## What to do
Reproduce verbatim the portion of the dental hygiene clinic passage starting at "The clinic has" and ending at "dental hygiene program.".

------ Document passage ------

The clinic has 17 dental oral X-ray units to take X-rays inside the mouth and three panoramic X-ray units that take X-rays around the head.
Students learn two methods or styles of delivering dental care: providing services from behind the patient’s head and providing services in front of the patient’s head.
“Dental care is one of the highest unmet needs in this area,” Ms. Hobbs said.
With the services the students provide in the clinic, she said, “we hope to help with that unmet need. The dental hygiene profession and the dental assisting profession are growing. We are meeting a need in the career end of things as well as in health care.”
Lisa Joyner, 37, of White Oak, worked 13 years in dental assisting and in the office for an orthodontist before deciding to enroll in TJC’s dental hygiene program.
“It intrigued me. I love working with patients; I don’t want to sit behind a desk all day. I want to have interaction with people,” she said.
Ms. Joyner said she would be glad to get out of school and start her career.
Dental hygiene student Kala Sellers, 22, of Lindale, said working in a patient’s mouth the first time was scary and nerve-racking, yet now she feels comfortable doing it.

------ Data extracts ------

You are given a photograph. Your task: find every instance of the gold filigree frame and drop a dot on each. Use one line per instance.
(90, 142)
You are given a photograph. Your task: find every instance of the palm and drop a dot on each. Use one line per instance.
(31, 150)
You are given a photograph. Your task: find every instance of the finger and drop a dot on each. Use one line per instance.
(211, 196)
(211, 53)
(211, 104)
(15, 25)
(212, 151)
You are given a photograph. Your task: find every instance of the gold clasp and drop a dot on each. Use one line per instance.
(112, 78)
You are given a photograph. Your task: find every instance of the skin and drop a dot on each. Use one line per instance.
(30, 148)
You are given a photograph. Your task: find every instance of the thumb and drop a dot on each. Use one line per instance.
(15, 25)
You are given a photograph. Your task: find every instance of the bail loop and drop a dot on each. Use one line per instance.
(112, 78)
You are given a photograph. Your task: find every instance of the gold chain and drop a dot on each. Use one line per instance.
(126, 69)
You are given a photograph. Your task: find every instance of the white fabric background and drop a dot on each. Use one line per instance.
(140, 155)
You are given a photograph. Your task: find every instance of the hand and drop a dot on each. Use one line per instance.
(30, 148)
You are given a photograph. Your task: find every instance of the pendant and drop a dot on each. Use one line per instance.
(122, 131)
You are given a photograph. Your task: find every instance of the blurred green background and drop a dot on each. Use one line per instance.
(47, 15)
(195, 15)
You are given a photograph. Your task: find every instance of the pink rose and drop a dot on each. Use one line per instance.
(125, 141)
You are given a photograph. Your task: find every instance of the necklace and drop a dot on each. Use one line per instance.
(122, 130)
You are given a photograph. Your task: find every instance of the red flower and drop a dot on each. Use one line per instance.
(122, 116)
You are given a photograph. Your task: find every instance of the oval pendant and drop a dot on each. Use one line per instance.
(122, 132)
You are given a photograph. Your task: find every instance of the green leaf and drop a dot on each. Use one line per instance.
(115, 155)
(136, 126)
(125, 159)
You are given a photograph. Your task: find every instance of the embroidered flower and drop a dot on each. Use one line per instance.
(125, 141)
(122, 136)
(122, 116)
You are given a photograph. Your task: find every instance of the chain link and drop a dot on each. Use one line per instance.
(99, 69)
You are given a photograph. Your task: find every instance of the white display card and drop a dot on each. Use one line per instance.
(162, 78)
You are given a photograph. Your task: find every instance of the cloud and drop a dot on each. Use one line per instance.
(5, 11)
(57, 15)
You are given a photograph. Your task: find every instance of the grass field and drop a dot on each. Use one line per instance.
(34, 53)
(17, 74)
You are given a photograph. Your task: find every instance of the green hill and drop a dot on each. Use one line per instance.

------

## Task output
The clinic has 17 dental oral X-ray units to take X-rays inside the mouth and three panoramic X-ray units that take X-rays around the head.
Students learn two methods or styles of delivering dental care: providing services from behind the patient’s head and providing services in front of the patient’s head.
“Dental care is one of the highest unmet needs in this area,” Ms. Hobbs said.
With the services the students provide in the clinic, she said, “we hope to help with that unmet need. The dental hygiene profession and the dental assisting profession are growing. We are meeting a need in the career end of things as well as in health care.”
Lisa Joyner, 37, of White Oak, worked 13 years in dental assisting and in the office for an orthodontist before deciding to enroll in TJC’s dental hygiene program.